▶ **Source text**
+ + +
Averages and Variations

Purpose:

The purpose of this 5 day unit is to introduce three measures of centers, the mode, mean and median. This unit will also introduce a measure of variation, standard deviation. The students will also become familiar with the statistical functions in Excel and learn to use Excel to sort and analysis data. The students will initially work the problems out with pencil and paper when the concepts are introduced. Then on the following days the students will work on some of the same problems and some new ones in the computer lab using Excel.

DAY 1: Averages- mode and median

When we want to describe a population using only one number, we use a central value or average. The average helps predict what the entire population is likely to be. There are many different ways to find averages we are going to focus on three, the mean, the mode and the median.  We call these the measures of central tendency.

We will find the three measures of central tendency for three types of data. They are:

• Raw data- data values are given in random sequence.
• Ungrouped data- the frequency of single data values are given.
• Grouped data- frequency data of class intervals is given.

MODE

The mode: It is the value or property that occurs most frequently in the data. It is the most common value. It does not have to be unique. There can be more than one mode or none if no values are repeated.

For raw data:                The mode is the value that occurs most frequently.

For ungrouped data:       The mode is the value that occurs most frequently, the one with the highest frequency.

For grouped data:          The modal class is the class with highest frequency. The mode is determined by:

LCB + (fo - f-1)/ (2 fo - f-1 - f1) * h

where fo is the frequency of the modal class, f1 is the frequency of the proceeding class, f-1 is the frequency of the preceding class, LCB is the lower class boundary and h is the class width.

Example Problem:

Given the following raw data for test scores, order the data using the stem and leaf method and find the mode.

 77 84 76 88 99 92 68 78 98 69 75 97 95 71 88 73 88 94 73 76

Solution:

Use the stem and leaf method to sort the data in ascending order. The mode is more evident using this method. The mode is 88 because it occurs three times.
+ + +
▶ **Data provided**

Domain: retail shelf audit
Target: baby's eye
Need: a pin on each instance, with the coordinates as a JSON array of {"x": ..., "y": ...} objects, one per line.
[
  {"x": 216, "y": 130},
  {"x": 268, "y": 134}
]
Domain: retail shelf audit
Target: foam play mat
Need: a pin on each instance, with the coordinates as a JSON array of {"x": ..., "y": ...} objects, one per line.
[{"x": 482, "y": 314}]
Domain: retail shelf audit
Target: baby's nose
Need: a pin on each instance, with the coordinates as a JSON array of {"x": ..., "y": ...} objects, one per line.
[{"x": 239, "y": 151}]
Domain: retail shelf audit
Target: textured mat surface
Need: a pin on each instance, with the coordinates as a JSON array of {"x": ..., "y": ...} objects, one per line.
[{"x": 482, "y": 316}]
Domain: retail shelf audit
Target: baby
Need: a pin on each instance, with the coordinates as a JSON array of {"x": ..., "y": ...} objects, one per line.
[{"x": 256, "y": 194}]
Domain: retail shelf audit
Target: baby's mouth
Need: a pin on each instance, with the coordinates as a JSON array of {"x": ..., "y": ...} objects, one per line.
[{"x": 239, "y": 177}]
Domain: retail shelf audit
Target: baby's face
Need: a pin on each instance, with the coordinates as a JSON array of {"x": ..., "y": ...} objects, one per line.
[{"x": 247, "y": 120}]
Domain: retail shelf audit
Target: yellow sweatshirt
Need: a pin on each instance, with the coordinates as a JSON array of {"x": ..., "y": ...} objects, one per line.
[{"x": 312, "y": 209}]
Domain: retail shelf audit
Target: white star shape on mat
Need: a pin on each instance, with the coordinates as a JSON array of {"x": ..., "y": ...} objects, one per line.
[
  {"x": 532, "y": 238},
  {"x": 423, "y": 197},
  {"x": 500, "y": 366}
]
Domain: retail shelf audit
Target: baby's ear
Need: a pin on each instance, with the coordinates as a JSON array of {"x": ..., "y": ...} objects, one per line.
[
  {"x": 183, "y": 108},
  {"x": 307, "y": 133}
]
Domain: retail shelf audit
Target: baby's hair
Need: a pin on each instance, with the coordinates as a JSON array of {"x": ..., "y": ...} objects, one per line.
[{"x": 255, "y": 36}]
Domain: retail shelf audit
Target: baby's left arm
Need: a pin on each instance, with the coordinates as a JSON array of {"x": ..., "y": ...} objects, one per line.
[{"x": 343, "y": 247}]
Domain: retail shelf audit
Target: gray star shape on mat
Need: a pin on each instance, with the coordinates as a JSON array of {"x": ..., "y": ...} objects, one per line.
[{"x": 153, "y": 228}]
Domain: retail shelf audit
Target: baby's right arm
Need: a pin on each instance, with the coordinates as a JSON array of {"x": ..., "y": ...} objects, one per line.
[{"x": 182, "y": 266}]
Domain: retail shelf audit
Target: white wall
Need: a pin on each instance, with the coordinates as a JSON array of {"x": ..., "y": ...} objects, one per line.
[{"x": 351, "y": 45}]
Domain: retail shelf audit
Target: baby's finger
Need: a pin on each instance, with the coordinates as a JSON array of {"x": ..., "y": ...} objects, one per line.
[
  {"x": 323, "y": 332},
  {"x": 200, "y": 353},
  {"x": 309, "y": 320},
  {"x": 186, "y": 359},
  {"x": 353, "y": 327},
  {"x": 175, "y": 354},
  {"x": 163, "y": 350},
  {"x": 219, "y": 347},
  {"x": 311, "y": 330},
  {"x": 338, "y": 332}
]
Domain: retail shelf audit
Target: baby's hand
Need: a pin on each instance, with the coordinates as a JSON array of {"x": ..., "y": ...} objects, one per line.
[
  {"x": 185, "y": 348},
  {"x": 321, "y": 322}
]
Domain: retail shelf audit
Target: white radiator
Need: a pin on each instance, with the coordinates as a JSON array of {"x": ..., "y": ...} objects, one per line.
+ + +
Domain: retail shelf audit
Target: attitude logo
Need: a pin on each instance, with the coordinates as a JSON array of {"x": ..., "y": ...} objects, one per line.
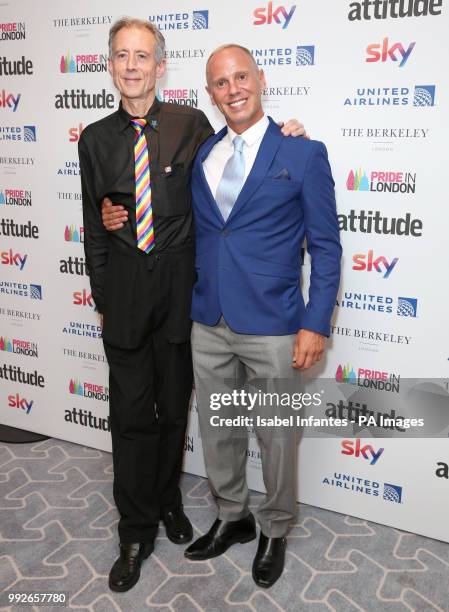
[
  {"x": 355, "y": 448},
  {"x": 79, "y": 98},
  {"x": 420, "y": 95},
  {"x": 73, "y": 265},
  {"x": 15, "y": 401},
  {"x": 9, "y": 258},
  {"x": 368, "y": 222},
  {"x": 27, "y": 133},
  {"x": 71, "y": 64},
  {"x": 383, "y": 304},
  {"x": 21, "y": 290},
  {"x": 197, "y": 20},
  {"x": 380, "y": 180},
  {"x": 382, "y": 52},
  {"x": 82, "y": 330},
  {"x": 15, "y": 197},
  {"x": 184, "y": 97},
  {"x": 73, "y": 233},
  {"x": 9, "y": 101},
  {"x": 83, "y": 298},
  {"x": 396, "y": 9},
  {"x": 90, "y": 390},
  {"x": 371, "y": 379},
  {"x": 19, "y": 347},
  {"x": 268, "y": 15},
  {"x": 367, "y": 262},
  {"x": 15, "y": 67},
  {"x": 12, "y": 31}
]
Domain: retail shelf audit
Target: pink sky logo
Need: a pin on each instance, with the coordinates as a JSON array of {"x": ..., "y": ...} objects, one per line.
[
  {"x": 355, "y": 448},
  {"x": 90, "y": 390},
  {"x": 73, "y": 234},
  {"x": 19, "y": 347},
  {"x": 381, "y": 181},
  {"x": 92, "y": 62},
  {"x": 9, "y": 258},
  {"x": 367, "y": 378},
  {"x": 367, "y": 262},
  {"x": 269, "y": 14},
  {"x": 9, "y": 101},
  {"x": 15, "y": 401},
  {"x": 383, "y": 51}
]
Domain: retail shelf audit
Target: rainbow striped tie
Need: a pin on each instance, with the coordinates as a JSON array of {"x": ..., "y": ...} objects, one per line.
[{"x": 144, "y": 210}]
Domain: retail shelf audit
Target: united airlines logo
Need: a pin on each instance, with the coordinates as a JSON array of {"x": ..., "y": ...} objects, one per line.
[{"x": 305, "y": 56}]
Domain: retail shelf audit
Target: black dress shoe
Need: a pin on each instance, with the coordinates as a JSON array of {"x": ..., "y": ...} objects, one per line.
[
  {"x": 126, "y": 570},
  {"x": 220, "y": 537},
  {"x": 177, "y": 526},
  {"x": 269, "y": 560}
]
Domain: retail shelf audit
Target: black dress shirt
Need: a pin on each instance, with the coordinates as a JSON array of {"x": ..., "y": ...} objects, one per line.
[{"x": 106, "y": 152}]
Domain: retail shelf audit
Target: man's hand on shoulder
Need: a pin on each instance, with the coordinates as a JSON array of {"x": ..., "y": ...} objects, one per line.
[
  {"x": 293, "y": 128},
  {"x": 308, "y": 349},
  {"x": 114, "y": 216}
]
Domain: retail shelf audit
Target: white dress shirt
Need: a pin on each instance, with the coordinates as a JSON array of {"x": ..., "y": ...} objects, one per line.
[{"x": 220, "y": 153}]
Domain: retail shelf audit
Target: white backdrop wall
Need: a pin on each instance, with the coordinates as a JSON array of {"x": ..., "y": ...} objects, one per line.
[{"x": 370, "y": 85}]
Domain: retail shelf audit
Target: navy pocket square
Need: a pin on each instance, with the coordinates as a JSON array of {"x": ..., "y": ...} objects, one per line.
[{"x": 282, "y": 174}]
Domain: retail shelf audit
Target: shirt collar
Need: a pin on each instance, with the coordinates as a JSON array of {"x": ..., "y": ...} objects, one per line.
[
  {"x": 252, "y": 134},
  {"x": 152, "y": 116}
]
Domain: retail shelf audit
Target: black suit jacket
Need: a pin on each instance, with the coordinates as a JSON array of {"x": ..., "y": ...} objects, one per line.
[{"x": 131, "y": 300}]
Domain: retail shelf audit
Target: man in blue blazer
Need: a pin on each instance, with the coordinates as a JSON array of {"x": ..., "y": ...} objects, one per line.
+ + +
▶ **Work to do**
In the text on averages and variations, which measure of variation does the unit introduce? Answer from the text by itself.

▶ **Complete response**
Standard deviation.